### Passage

# outdoor daybed ideas



## weberus3 (Mar 9, 2009)

Got instructions from the wife, "can you make a outside daybed that folds from couch to daybed?" Sounds simple enough till I started thinking, how to secure the bed when its in a couch mode? Internet search for daybed fold out hardware yeilds nothing. Any how to help ideas out there other than go buy one? Thanks in advance.


----------



## gma2rjc (Nov 21, 2008)

www.knock-offwood.com has a ton of cool plans for different kinds of furniture. Look around on the site, I thought I saw a wooden outdoor lounge chair that reclined. The design would be different than the daybed you're making, but the mechanism to make it lay flat could be used for what you need.


----------



## gma2rjc (Nov 21, 2008)

Here it is:

http://www.knock-offwood.com/2010/05/furnture-plans-double-lounger-for.html


----------



## weberus3 (Mar 9, 2009)

*Thanks for the link*

gma2rjc, 
Dude thanks for the link this is probally what she is wanting. I remember seeing these in Korea. But it was a sitting table in the middle of courtyards. We would just lounge around on them. Plus the web site is all done by a hot looking chick. Nice. Thanks again and great link.:thumbsup:


----------



## gmhammes (Jan 10, 2010)

I was going to suggest them too. some nice plans on there.


----------



## Jim F (Mar 4, 2010)

How awesome is it that she's willing to share these plans for free.


----------



## gma2rjc (Nov 21, 2008)

I think she tells on her website about being sued by Pottery Barn because some of her stuff is similar to what they sell. 

She does a good job of fully describing what materials you'll need and what length to cut each board.


----------

######
### Data section

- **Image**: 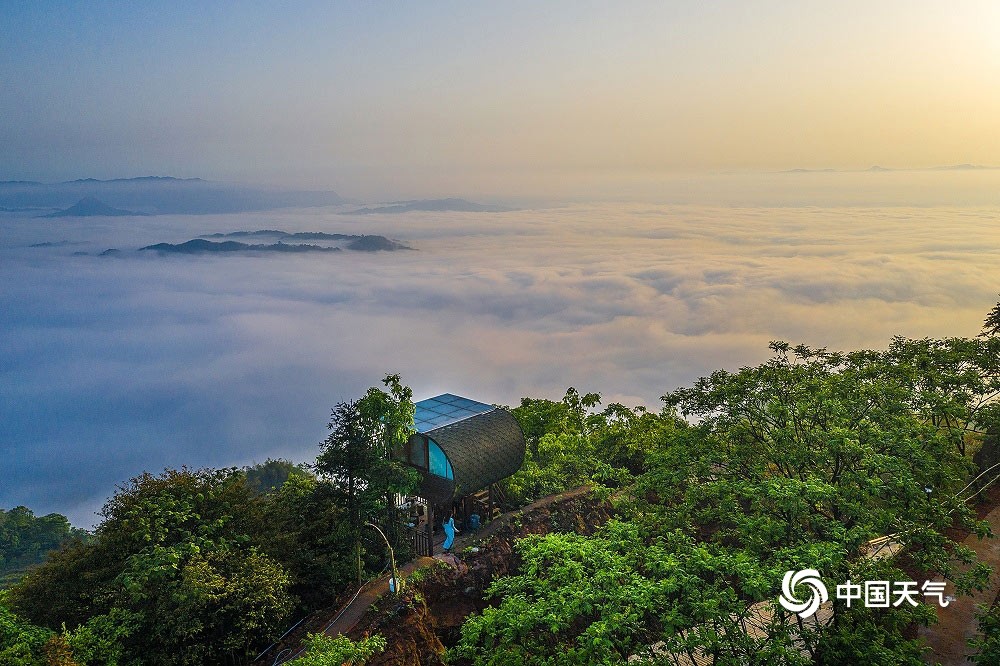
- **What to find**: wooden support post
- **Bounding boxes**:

######

[Set of tasks]:
a. In the daybed thread, which company does gma2rjc believe sued the owner of the plans website?
b. Reproduce the daybed thread word for word, beginning at the words "Got instructions from" and stopping after "what you need.".
Rely only on the daybed thread, not on the listing.

[Answers to the exercises]:
a. Pottery Barn

b.
Got instructions from the wife, "can you make a outside daybed that folds from couch to daybed?" Sounds simple enough till I started thinking, how to secure the bed when its in a couch mode? Internet search for daybed fold out hardware yeilds nothing. Any how to help ideas out there other than go buy one? Thanks in advance.


----------



## gma2rjc (Nov 21, 2008)

www.knock-offwood.com has a ton of cool plans for different kinds of furniture. Look around on the site, I thought I saw a wooden outdoor lounge chair that reclined. The design would be different than the daybed you're making, but the mechanism to make it lay flat could be used for what you need.